:: Set tasks ::
A. According to the post "Light in the Darkness," what work has Doug Jones done in Alabama?
B. Rewrite the records from their first line down to and including the line containing "x=352, y=10", replacing "curtain rod bracket" with "curtain rod holder" everywhere and leaving everything else unchanged.

Wednesday, December 13, 2017

Light in the Darkness

I went to bed last night with a heavy heart.  Our state is beautiful with mountains, lakes, rivers and even the Gulf of Mexico.  It is like most states with wealthy and poor, educated and uneducated but then the stats start to pour in and we are at the bottom or almost of the barrel in such things as infant mortality, obesity, lack of exercise, opiates addiction, education.

We live in the middle of the Bible belt and for the most part (contrary to that rumor about the war on Christianity) the religious right runs the show.  Somehow all that religion has not helped us in the things that are written in red in the Bible, you know like helping the poor, the needy, those who are hungry  or who are different or old.

The whole world knows our political story that has filled front pages for the past week.  So many of us knew in our hearts we had to do something to try and save our state from digressing even more than it has already.  It was such a long shot.  Alabama is as red as it gets in politics, which was not the case when I was growing up.  Doug Jones is quiet, smart and has done wonderful work in battling hate groups here.  He does not broadcast his faith with every word that comes out of his mouth, but instead his actions have shown him true and fair.

[Records from a data source]
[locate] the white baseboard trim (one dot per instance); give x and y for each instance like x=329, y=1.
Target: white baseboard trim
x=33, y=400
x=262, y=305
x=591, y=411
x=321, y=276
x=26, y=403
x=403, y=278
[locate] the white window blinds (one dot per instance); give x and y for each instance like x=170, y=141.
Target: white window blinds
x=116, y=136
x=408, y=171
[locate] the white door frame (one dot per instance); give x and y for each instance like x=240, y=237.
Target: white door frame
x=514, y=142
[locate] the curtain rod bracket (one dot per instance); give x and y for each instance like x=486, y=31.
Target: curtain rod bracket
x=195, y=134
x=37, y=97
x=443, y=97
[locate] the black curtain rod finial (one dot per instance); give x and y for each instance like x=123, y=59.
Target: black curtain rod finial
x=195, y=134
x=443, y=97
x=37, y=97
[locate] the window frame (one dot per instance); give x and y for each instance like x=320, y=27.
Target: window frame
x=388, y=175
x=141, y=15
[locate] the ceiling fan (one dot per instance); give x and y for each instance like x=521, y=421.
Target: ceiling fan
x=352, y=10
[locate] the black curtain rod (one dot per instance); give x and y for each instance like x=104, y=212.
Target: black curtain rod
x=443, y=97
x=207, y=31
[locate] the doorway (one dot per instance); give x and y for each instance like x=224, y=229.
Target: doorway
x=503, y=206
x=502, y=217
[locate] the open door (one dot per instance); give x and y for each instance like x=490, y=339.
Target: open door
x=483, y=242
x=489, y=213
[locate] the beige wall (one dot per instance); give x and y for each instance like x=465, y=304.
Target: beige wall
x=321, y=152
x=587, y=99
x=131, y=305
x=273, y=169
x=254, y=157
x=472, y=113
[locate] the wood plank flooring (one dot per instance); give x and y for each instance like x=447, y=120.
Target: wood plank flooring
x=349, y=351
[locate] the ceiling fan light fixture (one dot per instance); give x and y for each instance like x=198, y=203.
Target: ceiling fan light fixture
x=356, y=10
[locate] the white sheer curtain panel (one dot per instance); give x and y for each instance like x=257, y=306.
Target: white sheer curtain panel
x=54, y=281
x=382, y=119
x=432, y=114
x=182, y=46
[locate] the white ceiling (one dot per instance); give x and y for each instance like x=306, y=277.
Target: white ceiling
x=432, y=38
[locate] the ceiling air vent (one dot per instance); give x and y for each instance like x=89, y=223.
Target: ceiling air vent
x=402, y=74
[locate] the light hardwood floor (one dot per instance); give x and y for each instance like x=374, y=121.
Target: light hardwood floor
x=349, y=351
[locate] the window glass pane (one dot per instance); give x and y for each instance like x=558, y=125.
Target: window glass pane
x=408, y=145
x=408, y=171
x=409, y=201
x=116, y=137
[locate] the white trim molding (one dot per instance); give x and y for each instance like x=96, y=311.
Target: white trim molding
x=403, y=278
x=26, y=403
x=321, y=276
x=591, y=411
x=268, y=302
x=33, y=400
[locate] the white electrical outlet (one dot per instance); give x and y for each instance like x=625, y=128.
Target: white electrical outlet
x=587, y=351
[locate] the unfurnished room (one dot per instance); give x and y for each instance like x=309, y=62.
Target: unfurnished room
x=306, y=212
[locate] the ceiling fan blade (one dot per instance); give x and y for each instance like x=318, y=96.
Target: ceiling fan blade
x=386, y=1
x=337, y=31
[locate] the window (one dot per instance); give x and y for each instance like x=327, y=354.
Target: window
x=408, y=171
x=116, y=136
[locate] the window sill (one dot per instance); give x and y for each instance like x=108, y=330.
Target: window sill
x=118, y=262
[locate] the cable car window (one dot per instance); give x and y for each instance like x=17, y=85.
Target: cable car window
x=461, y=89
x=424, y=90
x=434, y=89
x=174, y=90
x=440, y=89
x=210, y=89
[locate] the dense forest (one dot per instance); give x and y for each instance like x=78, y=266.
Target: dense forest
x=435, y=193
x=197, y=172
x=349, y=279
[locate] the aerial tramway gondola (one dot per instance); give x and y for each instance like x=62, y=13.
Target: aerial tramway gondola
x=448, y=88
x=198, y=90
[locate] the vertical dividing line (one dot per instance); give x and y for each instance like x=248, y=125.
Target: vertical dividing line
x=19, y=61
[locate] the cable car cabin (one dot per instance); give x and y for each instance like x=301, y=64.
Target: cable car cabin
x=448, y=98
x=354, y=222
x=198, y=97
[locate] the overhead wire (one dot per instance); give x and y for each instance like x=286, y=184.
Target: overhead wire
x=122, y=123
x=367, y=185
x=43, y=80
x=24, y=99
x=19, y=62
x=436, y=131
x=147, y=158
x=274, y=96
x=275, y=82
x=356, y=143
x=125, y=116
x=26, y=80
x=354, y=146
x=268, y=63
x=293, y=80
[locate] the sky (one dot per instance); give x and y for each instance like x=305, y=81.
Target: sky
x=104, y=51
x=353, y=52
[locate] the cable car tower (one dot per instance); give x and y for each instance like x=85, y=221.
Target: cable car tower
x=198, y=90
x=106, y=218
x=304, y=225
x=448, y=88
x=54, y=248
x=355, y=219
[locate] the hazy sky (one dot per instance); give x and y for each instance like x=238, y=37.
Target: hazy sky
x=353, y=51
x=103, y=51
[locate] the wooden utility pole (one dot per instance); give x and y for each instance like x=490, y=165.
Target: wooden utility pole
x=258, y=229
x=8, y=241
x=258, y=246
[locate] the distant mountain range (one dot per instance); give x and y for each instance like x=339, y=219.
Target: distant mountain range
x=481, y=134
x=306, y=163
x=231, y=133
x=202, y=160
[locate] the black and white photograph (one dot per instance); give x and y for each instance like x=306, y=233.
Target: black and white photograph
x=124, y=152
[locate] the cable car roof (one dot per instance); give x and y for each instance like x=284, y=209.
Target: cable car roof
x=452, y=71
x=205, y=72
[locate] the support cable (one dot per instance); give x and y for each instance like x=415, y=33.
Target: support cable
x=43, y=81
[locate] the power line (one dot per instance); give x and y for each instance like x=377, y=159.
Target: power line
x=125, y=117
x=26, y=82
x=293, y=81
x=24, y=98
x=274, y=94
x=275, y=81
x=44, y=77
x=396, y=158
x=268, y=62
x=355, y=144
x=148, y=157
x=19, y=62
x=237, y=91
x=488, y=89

:: Task-by-task answers ::
A. He has done wonderful work battling hate groups there.

B.
[locate] the white baseboard trim (one dot per instance); give x and y for each instance like x=329, y=1.
Target: white baseboard trim
x=33, y=400
x=262, y=305
x=591, y=411
x=321, y=276
x=26, y=403
x=403, y=278
[locate] the white window blinds (one dot per instance); give x and y for each instance like x=170, y=141.
Target: white window blinds
x=116, y=136
x=408, y=171
[locate] the white door frame (one dot per instance); give x and y for each instance like x=240, y=237.
Target: white door frame
x=514, y=142
[locate] the curtain rod holder (one dot per instance); give x and y for each instance like x=486, y=31.
Target: curtain rod holder
x=195, y=134
x=37, y=97
x=443, y=97
[locate] the black curtain rod finial (one dot per instance); give x and y for each instance like x=123, y=59.
Target: black curtain rod finial
x=195, y=134
x=443, y=97
x=37, y=97
[locate] the window frame (one dot per instance); give x and y for each instance like x=320, y=27.
Target: window frame
x=388, y=175
x=141, y=15
[locate] the ceiling fan (one dot per instance); give x and y for each instance like x=521, y=421.
Target: ceiling fan
x=352, y=10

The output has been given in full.